> Problem to work on:
Print the listing that follows, character for character.

# Data supplied start

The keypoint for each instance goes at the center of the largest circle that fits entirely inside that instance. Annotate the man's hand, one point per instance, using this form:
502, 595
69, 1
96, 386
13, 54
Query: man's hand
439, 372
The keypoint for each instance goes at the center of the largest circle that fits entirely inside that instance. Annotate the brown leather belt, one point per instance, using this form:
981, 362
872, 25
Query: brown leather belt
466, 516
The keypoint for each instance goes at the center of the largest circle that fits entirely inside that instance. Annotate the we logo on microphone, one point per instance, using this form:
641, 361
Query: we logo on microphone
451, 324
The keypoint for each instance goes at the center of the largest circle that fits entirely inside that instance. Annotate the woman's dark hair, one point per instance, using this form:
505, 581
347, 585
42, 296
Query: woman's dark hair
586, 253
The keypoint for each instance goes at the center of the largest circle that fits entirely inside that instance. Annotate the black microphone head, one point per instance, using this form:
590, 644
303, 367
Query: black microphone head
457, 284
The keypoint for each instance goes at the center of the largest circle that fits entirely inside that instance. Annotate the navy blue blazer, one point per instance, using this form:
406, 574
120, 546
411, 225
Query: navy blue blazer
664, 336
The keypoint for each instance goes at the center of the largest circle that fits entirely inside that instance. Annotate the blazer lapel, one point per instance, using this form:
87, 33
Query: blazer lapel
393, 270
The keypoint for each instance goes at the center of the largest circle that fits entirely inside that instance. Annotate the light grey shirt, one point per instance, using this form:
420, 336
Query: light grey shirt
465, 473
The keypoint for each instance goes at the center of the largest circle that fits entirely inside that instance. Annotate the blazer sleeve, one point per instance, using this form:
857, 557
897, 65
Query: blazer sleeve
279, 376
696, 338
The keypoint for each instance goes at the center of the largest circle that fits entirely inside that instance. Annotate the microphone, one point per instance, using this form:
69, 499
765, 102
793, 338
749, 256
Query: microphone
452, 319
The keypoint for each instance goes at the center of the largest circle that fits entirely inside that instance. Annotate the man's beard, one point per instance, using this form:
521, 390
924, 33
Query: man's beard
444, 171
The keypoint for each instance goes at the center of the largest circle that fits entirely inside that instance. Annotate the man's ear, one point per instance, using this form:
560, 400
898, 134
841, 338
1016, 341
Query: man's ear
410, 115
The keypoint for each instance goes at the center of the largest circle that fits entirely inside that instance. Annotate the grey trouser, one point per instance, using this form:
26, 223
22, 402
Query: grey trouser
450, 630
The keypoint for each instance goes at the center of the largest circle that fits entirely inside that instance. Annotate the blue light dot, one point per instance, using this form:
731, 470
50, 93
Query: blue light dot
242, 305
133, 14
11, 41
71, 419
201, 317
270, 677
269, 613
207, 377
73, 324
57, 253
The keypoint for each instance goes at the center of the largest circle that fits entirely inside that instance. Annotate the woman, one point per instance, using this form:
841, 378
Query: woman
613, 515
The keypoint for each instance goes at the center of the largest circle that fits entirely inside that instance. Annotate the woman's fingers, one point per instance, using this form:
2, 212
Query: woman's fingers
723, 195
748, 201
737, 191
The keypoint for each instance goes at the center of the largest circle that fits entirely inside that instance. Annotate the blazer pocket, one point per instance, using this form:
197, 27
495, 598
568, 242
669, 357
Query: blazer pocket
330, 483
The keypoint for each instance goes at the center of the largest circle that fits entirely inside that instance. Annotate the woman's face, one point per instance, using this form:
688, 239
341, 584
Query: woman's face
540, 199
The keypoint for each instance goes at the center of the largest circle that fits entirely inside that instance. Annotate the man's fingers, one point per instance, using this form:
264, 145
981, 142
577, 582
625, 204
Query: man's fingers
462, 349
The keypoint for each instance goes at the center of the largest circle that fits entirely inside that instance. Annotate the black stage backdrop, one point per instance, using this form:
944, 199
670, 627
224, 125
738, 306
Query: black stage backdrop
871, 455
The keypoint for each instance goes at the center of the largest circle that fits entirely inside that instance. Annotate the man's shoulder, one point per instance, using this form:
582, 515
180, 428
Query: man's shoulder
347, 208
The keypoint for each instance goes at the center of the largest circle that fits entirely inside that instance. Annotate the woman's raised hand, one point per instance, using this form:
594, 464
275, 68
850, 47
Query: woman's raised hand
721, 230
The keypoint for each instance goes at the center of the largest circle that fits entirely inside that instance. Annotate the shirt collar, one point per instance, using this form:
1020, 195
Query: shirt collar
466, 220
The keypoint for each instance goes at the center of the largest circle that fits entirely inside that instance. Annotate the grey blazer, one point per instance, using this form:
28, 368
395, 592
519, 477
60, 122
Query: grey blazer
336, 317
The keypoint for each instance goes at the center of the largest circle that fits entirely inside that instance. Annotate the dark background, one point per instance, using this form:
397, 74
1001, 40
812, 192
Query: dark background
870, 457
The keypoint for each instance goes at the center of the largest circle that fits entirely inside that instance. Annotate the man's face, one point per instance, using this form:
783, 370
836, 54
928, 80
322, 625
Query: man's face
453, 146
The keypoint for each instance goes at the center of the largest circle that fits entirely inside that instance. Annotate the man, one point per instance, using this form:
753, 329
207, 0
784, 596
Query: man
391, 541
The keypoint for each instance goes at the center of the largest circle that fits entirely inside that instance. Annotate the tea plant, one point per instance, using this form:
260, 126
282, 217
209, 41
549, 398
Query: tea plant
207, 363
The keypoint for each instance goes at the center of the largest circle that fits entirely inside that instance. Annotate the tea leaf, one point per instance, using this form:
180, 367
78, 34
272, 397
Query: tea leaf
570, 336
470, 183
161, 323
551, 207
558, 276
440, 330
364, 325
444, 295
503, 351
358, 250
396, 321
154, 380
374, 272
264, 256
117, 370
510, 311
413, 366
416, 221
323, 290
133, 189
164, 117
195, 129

# Data supplied end

> Complete answer:
The keypoint for each instance goes at the center of the largest circle that fits entirely inside that instance. Annotate the man's hand, one point per instance, using this form:
502, 595
69, 1
96, 386
13, 54
Query: man's hand
439, 372
The keypoint for each instance goes at the center of the largest circle that fits entirely inside that instance. Annotate the brown leather belt, one point per instance, using this form:
981, 362
872, 25
Query: brown leather belt
466, 516
The keypoint for each instance goes at the center of the largest circle that fits entirely inside that instance. Annotate the we logo on microphone, one point per instance, using this form:
641, 361
Query: we logo on microphone
451, 324
The keypoint for each instance goes at the center of the largest circle that fits entirely inside that instance. Annotate the woman's dark hair, one point per instance, using this form:
505, 581
347, 585
42, 296
Query: woman's dark hair
586, 253
The keypoint for each instance goes at the center of the largest circle that fits entirely inside that instance. Annotate the black microphone head, one point per instance, using this form:
590, 644
303, 367
Query: black microphone head
457, 284
The keypoint for each instance goes at the center of the largest circle that fits entirely inside that instance. Annotate the navy blue blazer, one point per instance, using this form:
406, 574
120, 546
411, 225
Query: navy blue blazer
664, 336
The keypoint for each instance goes at the center of the largest circle that fits entirely inside that instance. Annotate the blazer lapel, one point per instance, using this form:
87, 33
Query: blazer lapel
393, 270
The keypoint for each instance goes at the center of the largest circle that fits entirely inside that instance. Annotate the light grey shirt, one point per instance, using this form:
420, 336
Query: light grey shirt
465, 473
The keypoint for each instance goes at the center of the largest circle that fits entirely inside that instance. Annotate the blazer sleeve, one point per instance, using this form:
857, 557
897, 65
Query: blazer sleeve
279, 376
696, 338
The keypoint for each instance goes at the center of the largest circle that fits entirely inside that instance. Annotate the microphone, one point per instance, using this form:
69, 499
765, 102
793, 338
749, 256
Query: microphone
452, 319
The keypoint for each instance goes at the center of the largest circle that fits entirely inside that instance. Annotate the man's beard, one point per instance, using this form:
521, 390
924, 33
Query: man's beard
444, 171
The keypoint for each instance goes at the center of the largest circle that fits entirely inside that instance. Annotate the man's ear, one point per instance, using this form:
560, 400
898, 134
841, 338
1016, 341
Query: man's ear
410, 115
The keypoint for each instance goes at the center of the largest circle that fits entirely inside that instance. Annotate the grey trouser, one point per instance, using this form:
26, 223
22, 402
Query: grey trouser
450, 630
The keypoint for each instance goes at the center of the largest circle that fits entirely inside that instance. Annotate the blue light dot, one point per instance, using this form:
731, 470
50, 93
Query: blue light dot
242, 305
133, 14
11, 41
71, 419
201, 317
270, 677
269, 613
207, 377
73, 324
57, 253
The keypoint for each instance goes at the center of the largest circle that fits entirely inside that instance. Annotate the woman, one point per instance, using this form:
841, 378
Query: woman
613, 515
The keypoint for each instance goes at the center of the largest circle that fits entirely inside that instance. Annotate the woman's fingers, one point per instance, using this form:
2, 212
Query: woman's fingers
723, 195
748, 201
737, 191
The keypoint for each instance goes at the center of the largest circle that fits entirely inside that instance. Annotate the blazer pocket, one point per instance, using this form:
197, 27
495, 598
568, 242
669, 357
Query: blazer pocket
330, 483
The keypoint for each instance goes at the center of the largest circle that fits entirely inside that instance. Annotate the woman's face, one point per instance, using this form:
688, 239
341, 584
Query: woman's face
540, 199
The keypoint for each instance goes at the center of the largest circle that fits entirely inside that instance. Annotate the man's fingers, one point per instance, using this form:
264, 145
981, 142
577, 582
625, 204
Query: man's fingers
462, 349
The keypoint for each instance goes at the center of the largest circle that fits entirely inside that instance. Annotate the black stage backdrop, one point per instance, using this form:
944, 199
670, 627
224, 125
738, 306
Query: black stage backdrop
871, 455
The keypoint for each instance goes at the center of the largest circle that fits entirely inside that instance. Annotate the man's shoulder, one point per instance, using this form:
582, 515
180, 428
Query: man's shoulder
347, 208
The keypoint for each instance goes at the center of the largest circle that fits entirely inside that instance. Annotate the woman's raised hand, one point per instance, using this form:
594, 464
275, 68
850, 47
Query: woman's raised hand
721, 230
The keypoint for each instance goes at the center of the largest circle that fits entirely inside that instance. Annotate the shirt collar, one point per instance, using this form:
1020, 195
Query: shirt collar
466, 220
The keypoint for each instance goes at the center of the largest circle that fits entirely inside that instance. Annotate the grey blazer, one point per instance, using this form:
28, 368
395, 592
519, 477
60, 122
Query: grey blazer
336, 317
The keypoint for each instance goes at the center of the largest circle that fits entirely inside that instance. Annotate the dark background, one point per instance, using this form:
397, 74
1001, 40
812, 192
Query: dark background
870, 457
The keypoint for each instance goes at the center of the largest circle that fits entirely inside that instance. Annotate the man's face, one point per instance, using this form:
783, 370
836, 54
928, 80
322, 625
Query: man's face
453, 146
The keypoint for each instance goes at the center of the largest circle that fits entirely inside that instance. Annotate the man, one point per instance, using this form:
753, 329
207, 0
784, 596
Query: man
391, 541
The keypoint for each instance goes at the center of the largest circle that fits entirely inside that instance. Annotate the tea plant, one point per instance, using this form:
260, 126
282, 217
209, 41
549, 398
Query: tea plant
207, 363
The keypoint for each instance goes at the center of the largest circle that fits entirely inside that instance. Annotate the tea leaf, one point per instance, using this form:
180, 367
78, 34
272, 397
Query: tea leaf
570, 336
470, 183
161, 323
551, 207
558, 276
440, 330
364, 325
444, 295
503, 351
358, 250
396, 321
154, 380
374, 272
264, 256
117, 370
510, 311
413, 366
416, 221
323, 290
133, 189
164, 117
195, 129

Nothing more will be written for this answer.